[Begin]

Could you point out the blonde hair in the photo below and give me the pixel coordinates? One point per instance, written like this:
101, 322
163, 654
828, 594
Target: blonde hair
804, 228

[End]
[Begin]

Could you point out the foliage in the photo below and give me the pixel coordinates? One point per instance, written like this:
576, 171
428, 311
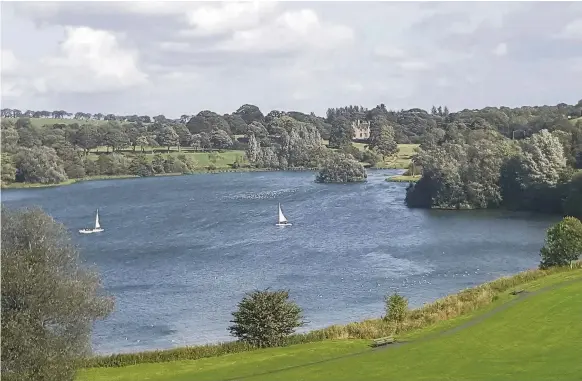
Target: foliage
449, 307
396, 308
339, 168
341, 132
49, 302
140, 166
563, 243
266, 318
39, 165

[End]
[Begin]

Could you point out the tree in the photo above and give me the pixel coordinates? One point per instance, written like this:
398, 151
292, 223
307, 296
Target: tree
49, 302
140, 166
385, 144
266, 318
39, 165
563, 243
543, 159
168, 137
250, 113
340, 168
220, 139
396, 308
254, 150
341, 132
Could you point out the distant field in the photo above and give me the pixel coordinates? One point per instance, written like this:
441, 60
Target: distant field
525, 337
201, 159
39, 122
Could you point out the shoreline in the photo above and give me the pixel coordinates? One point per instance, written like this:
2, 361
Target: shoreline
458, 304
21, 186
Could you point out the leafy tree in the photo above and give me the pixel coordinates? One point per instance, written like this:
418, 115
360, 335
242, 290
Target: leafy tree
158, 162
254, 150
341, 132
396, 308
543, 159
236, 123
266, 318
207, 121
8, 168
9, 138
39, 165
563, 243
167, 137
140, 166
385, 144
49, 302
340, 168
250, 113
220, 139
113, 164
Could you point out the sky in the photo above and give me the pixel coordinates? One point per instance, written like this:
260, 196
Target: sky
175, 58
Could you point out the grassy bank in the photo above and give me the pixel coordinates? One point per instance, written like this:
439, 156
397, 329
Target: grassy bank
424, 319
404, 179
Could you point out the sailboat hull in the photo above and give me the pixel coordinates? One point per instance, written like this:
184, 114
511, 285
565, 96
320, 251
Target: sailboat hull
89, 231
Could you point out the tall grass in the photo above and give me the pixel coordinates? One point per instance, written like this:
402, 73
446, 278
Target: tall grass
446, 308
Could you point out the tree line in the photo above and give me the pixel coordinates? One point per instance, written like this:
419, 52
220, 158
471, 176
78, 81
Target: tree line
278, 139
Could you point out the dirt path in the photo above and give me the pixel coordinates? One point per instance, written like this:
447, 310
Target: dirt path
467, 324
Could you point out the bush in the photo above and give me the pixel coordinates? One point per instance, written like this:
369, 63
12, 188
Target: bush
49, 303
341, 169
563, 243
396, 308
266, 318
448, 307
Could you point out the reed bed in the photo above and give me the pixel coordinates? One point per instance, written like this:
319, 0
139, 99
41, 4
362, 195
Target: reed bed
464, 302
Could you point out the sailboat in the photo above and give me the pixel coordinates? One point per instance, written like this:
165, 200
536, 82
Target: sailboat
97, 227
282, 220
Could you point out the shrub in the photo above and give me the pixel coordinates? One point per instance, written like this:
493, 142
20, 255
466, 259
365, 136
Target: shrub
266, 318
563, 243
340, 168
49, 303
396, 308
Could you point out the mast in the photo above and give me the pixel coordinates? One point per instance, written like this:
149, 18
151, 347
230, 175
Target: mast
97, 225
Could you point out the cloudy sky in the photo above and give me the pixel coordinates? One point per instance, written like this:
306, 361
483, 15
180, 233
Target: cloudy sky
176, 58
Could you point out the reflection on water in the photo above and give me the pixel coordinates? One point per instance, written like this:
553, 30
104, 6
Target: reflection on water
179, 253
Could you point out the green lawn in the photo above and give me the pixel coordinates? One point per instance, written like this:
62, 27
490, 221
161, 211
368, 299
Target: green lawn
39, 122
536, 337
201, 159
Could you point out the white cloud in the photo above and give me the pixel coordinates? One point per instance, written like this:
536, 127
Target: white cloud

[End]

## [Given exercise]
Rewrite the items starting at the line that contains "Could you point out the reflection" and ending at the line that contains "Target: white cloud", both lines included, and shift each answer coordinate by adding 73 to both of its numbers.

## [Answer]
Could you point out the reflection on water in the photo above and give me the pixel coordinates? One point per instance, written like this:
553, 30
104, 6
Target: reflection on water
252, 326
Could you point out the green lawn in the photo above and give me the pixel coordinates? One point per instance, written like this:
62, 27
490, 221
161, 211
368, 299
Target: green lawn
112, 195
609, 410
274, 232
Could you point out the white cloud in the photo above and give me the pixel coordinates? One point per instance, written like this:
536, 127
Target: white cloud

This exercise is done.